● **Goal of the exercise**: Rewrite every line of the data below, requests included, increasing each x and y pixel coordinate in the answer points by 18. Keep the numbers in the requests and their format samples unchanged, and leave out the pictures.

..........

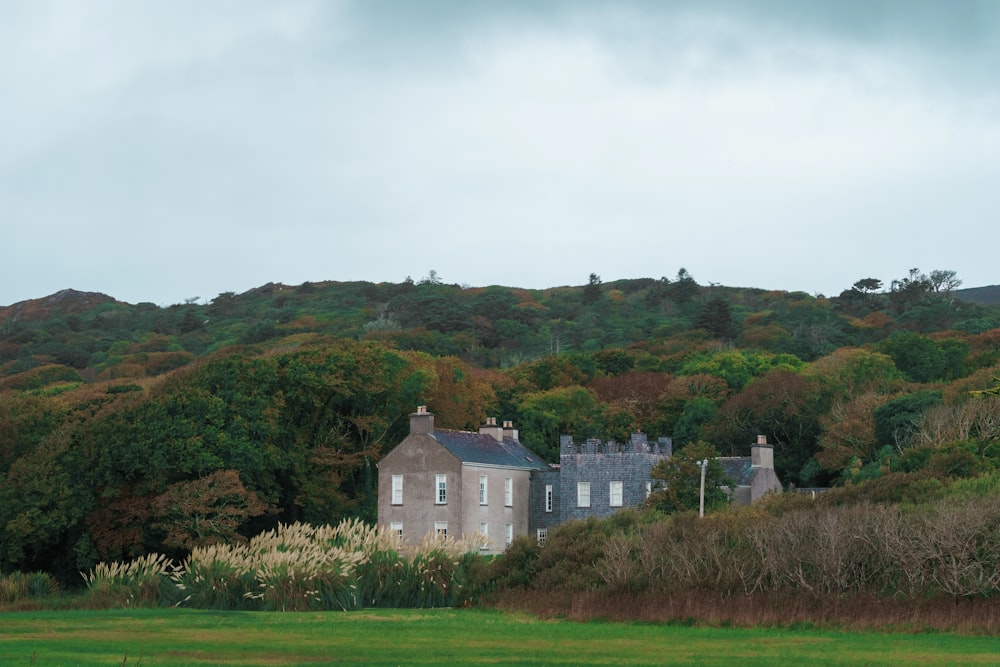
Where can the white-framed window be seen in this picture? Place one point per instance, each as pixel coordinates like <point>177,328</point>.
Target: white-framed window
<point>442,489</point>
<point>397,489</point>
<point>484,530</point>
<point>615,494</point>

..........

● **The answer**:
Where can the white-framed window be seen in this picture? Place one point per instance, each as pixel coordinates like <point>177,328</point>.
Target: white-framed window
<point>460,507</point>
<point>415,507</point>
<point>502,548</point>
<point>633,512</point>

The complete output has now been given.